▶ **Short problem**
Update the items from the line containing "Exercise. Find the row" through the last item, inclusive, by replacing "person" with "figure". Write out those lines again, with nothing else changed.
## start Information provided
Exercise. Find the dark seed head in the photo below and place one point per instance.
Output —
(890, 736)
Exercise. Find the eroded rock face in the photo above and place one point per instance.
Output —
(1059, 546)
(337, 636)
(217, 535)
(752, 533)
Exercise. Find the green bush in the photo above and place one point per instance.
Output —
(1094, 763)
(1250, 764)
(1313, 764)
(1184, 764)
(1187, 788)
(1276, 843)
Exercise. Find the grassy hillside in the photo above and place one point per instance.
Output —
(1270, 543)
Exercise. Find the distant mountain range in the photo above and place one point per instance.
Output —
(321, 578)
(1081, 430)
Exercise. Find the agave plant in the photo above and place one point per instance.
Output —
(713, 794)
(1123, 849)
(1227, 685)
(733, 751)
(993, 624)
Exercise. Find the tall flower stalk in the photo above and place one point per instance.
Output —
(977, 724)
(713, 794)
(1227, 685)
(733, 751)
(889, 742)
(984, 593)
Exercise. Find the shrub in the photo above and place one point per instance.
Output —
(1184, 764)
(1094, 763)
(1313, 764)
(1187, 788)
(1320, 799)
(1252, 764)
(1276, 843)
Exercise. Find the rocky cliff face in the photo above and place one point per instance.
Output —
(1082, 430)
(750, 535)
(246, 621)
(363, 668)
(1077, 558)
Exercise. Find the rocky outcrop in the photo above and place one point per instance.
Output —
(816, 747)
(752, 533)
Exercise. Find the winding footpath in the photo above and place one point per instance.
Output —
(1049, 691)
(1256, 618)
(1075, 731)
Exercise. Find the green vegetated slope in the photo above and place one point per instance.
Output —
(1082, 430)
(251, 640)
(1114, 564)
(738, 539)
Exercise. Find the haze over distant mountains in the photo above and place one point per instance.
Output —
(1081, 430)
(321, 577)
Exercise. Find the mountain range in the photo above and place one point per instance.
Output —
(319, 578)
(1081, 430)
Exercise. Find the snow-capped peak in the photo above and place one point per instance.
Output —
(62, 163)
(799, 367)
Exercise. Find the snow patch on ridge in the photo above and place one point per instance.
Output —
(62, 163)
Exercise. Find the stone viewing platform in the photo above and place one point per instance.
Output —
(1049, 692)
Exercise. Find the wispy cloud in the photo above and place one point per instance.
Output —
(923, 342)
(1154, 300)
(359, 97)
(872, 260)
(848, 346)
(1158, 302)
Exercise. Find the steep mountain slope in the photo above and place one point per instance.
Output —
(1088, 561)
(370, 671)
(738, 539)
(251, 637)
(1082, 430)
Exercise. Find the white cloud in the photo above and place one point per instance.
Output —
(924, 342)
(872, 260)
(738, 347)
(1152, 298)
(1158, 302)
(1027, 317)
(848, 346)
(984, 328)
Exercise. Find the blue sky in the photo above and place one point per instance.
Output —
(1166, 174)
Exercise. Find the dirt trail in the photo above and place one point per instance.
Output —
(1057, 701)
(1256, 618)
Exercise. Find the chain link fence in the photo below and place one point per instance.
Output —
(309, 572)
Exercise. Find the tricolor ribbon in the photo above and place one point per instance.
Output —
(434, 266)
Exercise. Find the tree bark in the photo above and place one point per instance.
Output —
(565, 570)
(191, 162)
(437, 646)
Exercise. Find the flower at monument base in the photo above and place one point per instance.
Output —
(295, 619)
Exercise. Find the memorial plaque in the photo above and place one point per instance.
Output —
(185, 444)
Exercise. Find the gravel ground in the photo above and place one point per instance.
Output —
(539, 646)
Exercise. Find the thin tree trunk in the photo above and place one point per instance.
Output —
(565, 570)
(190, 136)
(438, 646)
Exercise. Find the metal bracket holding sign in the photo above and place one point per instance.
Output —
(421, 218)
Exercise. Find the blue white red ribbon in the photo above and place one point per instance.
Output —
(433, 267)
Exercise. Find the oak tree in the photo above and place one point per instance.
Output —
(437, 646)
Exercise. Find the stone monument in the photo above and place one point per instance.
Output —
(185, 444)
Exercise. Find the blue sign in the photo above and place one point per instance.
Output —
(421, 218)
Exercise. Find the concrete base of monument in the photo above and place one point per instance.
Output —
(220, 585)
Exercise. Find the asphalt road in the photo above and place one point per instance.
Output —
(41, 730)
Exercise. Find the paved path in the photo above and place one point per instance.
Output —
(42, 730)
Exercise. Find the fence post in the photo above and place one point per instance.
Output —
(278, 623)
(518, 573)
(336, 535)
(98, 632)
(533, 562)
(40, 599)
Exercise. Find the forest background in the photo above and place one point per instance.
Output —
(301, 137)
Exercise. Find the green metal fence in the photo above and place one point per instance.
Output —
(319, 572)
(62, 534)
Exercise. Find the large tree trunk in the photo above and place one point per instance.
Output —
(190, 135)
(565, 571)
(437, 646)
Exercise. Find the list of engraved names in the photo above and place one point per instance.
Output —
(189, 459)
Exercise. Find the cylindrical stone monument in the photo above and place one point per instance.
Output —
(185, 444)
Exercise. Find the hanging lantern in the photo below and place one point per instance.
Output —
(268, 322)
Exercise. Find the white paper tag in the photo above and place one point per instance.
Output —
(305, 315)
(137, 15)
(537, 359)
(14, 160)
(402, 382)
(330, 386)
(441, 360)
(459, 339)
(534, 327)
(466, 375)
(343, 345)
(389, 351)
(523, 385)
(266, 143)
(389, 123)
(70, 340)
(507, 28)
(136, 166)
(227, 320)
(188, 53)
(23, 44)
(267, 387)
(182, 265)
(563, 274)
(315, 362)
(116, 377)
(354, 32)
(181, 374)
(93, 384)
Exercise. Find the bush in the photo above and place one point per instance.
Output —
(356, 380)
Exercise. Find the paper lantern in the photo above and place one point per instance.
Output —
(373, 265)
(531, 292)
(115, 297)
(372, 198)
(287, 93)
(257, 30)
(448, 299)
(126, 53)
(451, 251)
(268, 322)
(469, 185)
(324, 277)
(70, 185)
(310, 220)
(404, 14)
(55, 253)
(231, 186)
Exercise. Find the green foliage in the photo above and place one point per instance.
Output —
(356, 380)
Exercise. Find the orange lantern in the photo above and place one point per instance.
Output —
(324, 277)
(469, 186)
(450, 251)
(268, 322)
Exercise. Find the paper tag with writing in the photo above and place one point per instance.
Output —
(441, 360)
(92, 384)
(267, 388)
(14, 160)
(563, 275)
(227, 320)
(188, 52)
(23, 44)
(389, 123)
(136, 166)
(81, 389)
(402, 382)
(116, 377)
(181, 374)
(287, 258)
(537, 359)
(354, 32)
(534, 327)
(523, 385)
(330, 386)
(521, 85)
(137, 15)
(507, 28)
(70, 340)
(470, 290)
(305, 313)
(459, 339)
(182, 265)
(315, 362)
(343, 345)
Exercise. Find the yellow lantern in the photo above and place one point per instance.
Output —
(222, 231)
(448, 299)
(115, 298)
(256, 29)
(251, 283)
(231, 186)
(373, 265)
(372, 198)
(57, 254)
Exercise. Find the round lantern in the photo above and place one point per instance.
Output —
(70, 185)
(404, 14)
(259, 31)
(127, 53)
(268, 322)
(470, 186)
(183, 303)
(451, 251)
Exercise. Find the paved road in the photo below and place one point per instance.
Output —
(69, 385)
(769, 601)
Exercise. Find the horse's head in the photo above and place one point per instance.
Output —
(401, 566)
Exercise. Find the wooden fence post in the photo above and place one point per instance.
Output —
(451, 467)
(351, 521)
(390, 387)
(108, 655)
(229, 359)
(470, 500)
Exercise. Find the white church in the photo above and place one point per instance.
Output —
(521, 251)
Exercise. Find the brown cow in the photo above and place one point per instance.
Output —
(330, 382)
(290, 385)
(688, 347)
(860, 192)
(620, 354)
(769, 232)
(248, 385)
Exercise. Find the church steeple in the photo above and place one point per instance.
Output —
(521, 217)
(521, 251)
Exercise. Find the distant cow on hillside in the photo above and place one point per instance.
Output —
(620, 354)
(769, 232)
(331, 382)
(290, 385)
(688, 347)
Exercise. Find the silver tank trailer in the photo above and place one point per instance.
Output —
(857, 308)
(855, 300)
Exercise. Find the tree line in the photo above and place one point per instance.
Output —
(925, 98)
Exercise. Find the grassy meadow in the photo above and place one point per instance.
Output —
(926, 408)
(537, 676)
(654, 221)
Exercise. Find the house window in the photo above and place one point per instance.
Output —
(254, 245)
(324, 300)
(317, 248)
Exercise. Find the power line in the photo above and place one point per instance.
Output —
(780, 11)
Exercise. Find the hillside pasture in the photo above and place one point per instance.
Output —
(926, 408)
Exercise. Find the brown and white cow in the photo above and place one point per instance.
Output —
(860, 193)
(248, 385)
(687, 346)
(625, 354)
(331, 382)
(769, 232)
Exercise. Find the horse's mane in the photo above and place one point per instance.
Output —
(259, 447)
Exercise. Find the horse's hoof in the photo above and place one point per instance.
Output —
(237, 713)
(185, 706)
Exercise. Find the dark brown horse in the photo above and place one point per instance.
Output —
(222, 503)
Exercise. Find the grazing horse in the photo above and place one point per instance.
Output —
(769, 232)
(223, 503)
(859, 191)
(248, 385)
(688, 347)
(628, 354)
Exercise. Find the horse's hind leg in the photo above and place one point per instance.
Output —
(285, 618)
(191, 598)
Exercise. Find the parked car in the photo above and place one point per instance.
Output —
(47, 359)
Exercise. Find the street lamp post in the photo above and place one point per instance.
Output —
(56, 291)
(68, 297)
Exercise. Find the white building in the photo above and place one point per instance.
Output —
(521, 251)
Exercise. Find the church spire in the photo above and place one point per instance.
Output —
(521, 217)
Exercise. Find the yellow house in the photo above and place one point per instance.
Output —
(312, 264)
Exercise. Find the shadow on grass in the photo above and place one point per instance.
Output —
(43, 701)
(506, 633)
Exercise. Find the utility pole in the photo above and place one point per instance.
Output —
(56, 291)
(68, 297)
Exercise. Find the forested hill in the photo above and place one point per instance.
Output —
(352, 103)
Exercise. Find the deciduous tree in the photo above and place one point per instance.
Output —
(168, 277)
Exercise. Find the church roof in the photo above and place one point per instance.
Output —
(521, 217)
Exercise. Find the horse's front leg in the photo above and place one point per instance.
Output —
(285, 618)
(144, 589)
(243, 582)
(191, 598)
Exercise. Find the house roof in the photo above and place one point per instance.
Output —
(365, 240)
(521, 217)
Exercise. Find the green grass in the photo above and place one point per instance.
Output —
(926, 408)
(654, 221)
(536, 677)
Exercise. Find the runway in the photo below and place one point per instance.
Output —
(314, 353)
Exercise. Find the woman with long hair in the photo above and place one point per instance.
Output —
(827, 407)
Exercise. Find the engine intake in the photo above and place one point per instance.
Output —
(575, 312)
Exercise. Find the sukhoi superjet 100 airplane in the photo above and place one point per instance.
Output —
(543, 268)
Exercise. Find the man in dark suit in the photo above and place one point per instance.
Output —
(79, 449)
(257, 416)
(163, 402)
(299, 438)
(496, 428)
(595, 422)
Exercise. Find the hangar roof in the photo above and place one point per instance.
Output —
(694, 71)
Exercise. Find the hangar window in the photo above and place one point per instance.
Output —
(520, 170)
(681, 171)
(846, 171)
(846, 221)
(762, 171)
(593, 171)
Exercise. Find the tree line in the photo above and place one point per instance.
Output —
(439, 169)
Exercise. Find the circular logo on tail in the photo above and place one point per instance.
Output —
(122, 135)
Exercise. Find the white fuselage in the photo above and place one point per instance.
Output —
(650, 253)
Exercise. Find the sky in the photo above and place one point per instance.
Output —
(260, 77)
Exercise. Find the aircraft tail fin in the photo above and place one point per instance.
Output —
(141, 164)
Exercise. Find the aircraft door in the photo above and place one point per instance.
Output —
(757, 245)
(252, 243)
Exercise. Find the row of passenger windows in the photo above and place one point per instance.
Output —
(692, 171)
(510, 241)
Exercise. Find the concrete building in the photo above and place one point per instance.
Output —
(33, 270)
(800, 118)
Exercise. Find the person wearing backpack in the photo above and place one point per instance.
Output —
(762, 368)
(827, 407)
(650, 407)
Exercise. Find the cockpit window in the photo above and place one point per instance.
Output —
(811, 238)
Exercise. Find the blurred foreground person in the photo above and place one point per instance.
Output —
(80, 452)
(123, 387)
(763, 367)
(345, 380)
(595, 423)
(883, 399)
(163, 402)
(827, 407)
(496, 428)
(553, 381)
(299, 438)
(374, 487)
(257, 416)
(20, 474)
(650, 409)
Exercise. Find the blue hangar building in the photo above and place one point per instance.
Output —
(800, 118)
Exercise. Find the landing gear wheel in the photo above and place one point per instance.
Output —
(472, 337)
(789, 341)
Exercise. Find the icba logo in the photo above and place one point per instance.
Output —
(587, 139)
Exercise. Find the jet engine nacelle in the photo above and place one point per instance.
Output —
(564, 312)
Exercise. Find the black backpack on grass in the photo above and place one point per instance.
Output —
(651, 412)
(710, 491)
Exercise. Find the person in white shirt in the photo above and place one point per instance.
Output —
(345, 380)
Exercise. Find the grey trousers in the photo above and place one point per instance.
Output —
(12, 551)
## end Information provided
▶ **Expected answer**
Exercise. Find the row of passenger windows in the photo above and place one point per instance.
Output —
(692, 171)
(510, 241)
Exercise. Find the concrete building in the photo above and place one point per instance.
Output —
(33, 270)
(800, 118)
Exercise. Find the figure wearing backpack in the photo above and place one point per instance.
Output —
(762, 368)
(827, 407)
(650, 407)
Exercise. Find the cockpit window in the photo above and place one point per instance.
Output —
(811, 238)
Exercise. Find the blurred foreground figure in the photo above and place one point per instance.
Output —
(80, 452)
(123, 387)
(763, 367)
(345, 380)
(595, 423)
(883, 399)
(163, 402)
(827, 407)
(496, 428)
(553, 381)
(299, 438)
(374, 487)
(257, 416)
(20, 474)
(650, 409)
Exercise. Find the blue hangar building in the photo above and place one point per instance.
Output —
(800, 118)
Exercise. Find the landing gear wheel in the photo above and place one point per instance.
Output —
(472, 337)
(789, 341)
Exercise. Find the icba logo in the photo above and place one point per instance.
Output —
(587, 139)
Exercise. Find the jet engine nacelle in the photo above and place one point per instance.
Output —
(564, 312)
Exercise. Find the black backpack on grass in the photo above and place one point per instance.
Output —
(651, 412)
(710, 491)
Exercise. Find the figure in white shirt in the photo above and place one point per instance.
Output —
(345, 380)
Exercise. Find the grey trousers in the photo above and place one point per instance.
Output —
(12, 551)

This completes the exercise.